_WORK TASK:_
The reply should hold every line of the listing exactly, and none of its images.
-------
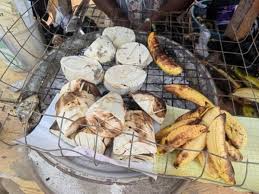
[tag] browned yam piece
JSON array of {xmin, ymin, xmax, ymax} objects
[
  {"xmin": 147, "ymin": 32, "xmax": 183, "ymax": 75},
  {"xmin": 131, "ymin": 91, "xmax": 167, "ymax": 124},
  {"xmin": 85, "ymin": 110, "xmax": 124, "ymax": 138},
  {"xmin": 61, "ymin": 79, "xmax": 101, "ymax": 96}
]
-------
_SOLVED PROBLEM:_
[tag] browned yam piece
JSON array of {xmin, ymin, xmax, ymax} objects
[
  {"xmin": 147, "ymin": 32, "xmax": 183, "ymax": 75},
  {"xmin": 131, "ymin": 91, "xmax": 167, "ymax": 124},
  {"xmin": 85, "ymin": 110, "xmax": 124, "ymax": 138},
  {"xmin": 61, "ymin": 79, "xmax": 101, "ymax": 96}
]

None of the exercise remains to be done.